[EXERCISE BRIEF] Using the records below, copy every line that holds the string "fixture".

[Opening DATA PROVIDED section]

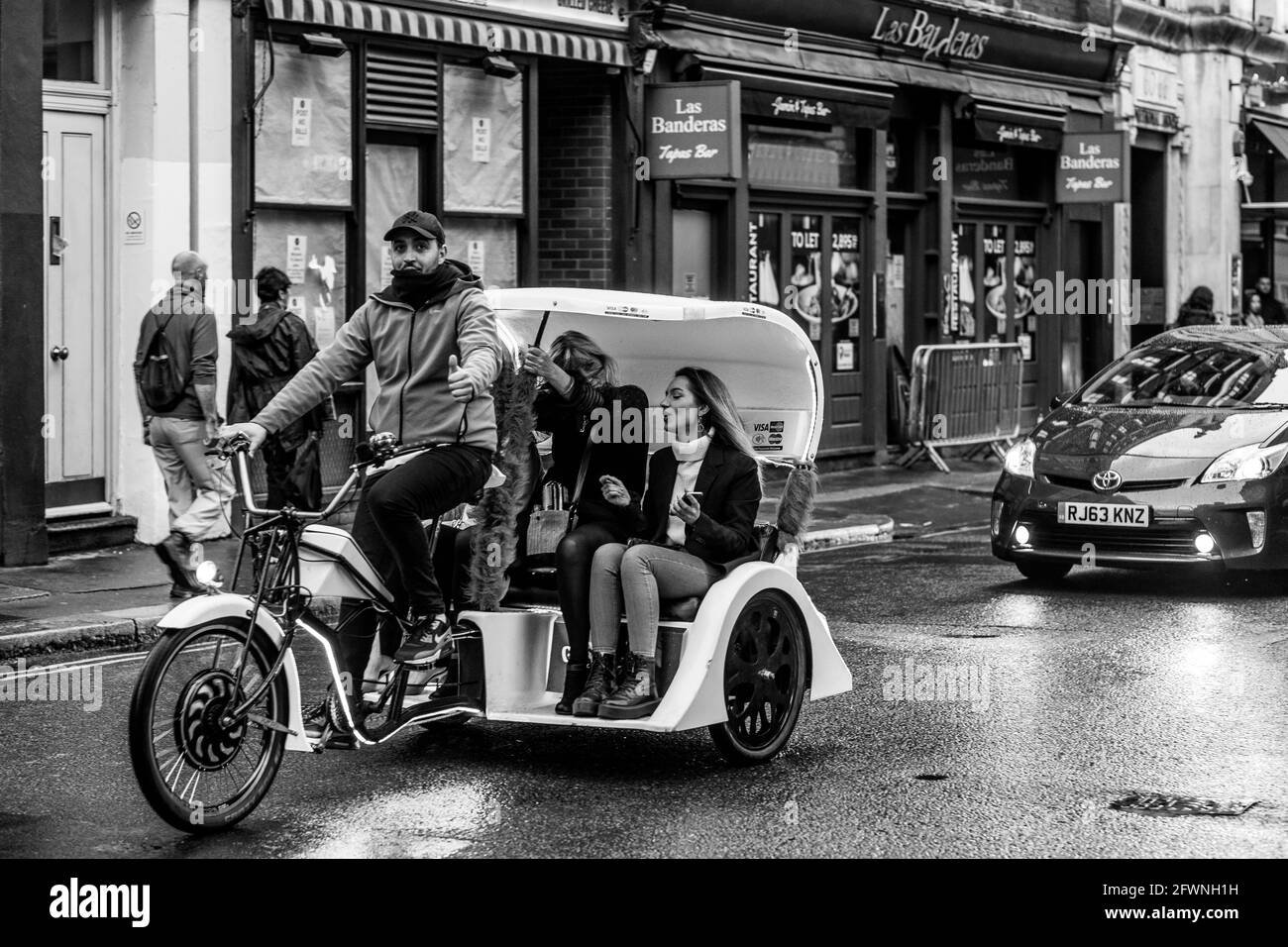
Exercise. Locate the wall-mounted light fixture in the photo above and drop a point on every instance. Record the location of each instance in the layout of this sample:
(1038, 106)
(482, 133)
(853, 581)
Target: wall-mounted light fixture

[Closing DATA PROVIDED section]
[Opening DATA PROVIDED section]

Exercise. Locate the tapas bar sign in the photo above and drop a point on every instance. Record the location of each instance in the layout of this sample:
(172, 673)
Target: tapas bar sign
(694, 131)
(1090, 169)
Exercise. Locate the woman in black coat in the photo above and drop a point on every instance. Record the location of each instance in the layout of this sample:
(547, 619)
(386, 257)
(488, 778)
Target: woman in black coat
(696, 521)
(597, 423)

[Closing DATA PROVIDED section]
[Opening DATA PROVIDED section]

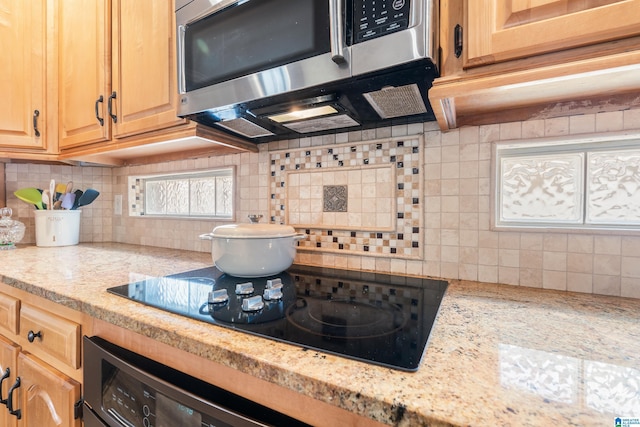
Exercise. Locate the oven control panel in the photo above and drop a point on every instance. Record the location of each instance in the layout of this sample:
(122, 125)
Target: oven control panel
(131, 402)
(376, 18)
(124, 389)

[Closing DATA PROVIDED section]

[RESPONSE FOR THIS EXERCISE]
Exercise. Locate the wall-mounted light fixture in the photo above and drop a point on every instance. Record the location of each instance in the layout of this sample:
Target: wall-mounted light fixture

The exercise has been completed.